Alan Berliner at the Pacific Film Archive

Alan Berliner presented his latest film First Cousin Once Removed at the brand new Pacific Film Archive on Wednesday night.  The film was preceded by a short lecture about his filmmaking process, as one in a series of lectures on documentary film, funded posthumously by filmmaker Les Blank.

An audience of UC Berkeley students and fans of the filmmaker listened to Berliner compare his process to putting together a puzzle.  “Start from the pieces themselves,” he suggested.  He described a puzzle that grows outward from associations, rather than from the edges in.  As a result, an Alan Berliner film feels organic and complex, moving from psychological investigation to mystical questions regarding the human soul.

Like Berliner’s classic, Nobody’s Business, a story of his relationship with his father, First Cousin dives fearlessly into vulnerable territory as the camera watches his cousin, poet and retired Brown University professor Edwin Honig, descend into Alzheimer’s.  The film unravels past hurts, as Berliner interviews estranged sons of the poet, and explores questions of self-identity from a life that arguably benefits from memory loss.  It treats its subject with wit and carefulness, through a masterful editing style that incorporates home movies, found footage and various cinematic tropes. Text from Edwin’s poems appears between and upon images throughout.
====
TASKS TO COMPLETE
1: Please print the Alan Berliner piece exactly, everything from "An audience of" down to "the human soul.".
2: Proceed with the Alan Berliner piece from the point where it stops.

EXCERPTED RECORDS
====
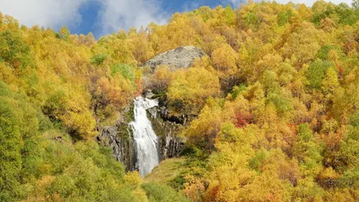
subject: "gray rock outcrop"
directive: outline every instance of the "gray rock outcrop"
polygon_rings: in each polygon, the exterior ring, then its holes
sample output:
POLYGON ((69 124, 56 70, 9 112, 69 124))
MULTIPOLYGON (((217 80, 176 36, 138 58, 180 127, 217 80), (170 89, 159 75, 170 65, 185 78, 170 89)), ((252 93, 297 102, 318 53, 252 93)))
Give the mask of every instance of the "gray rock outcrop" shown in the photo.
POLYGON ((157 66, 166 65, 170 67, 187 68, 193 65, 196 58, 202 57, 206 53, 194 46, 179 47, 175 49, 162 53, 148 60, 143 66, 150 66, 153 70, 157 66))
POLYGON ((112 156, 122 162, 127 171, 136 170, 136 149, 133 138, 118 127, 103 127, 97 141, 103 146, 112 149, 112 156))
====
RESPONSES BY ITEM NUMBER
1:
An audience of UC Berkeley students and fans of the filmmaker listened to Berliner compare his process to putting together a puzzle.  “Start from the pieces themselves,” he suggested.  He described a puzzle that grows outward from associations, rather than from the edges in.  As a result, an Alan Berliner film feels organic and complex, moving from psychological investigation to mystical questions regarding the human soul.

2:
While documenting the reality of Alzheimer’s Disease, Berliner personalizes it, describing his cousin’s version as a “poet’s Alzheimer’s”.   As Edwin loses his vocabulary, his words still astonish with original beauty and wisdom.  We are lead to infer an inner world that alternates between terror and peace.

For better or worse, Berliner fills that existential empty space for us.  The yawning ‘nothingness’ of Edwin watching trees change outside his window gets repopulated with Berliner’s active ingredients.  This conflict between living and dying, the cascading images and memories to describe the departure of such, reaches a head when Edwin finally scolds:  “For one minute, one hour, one year, just let me be. I am, and that is that!”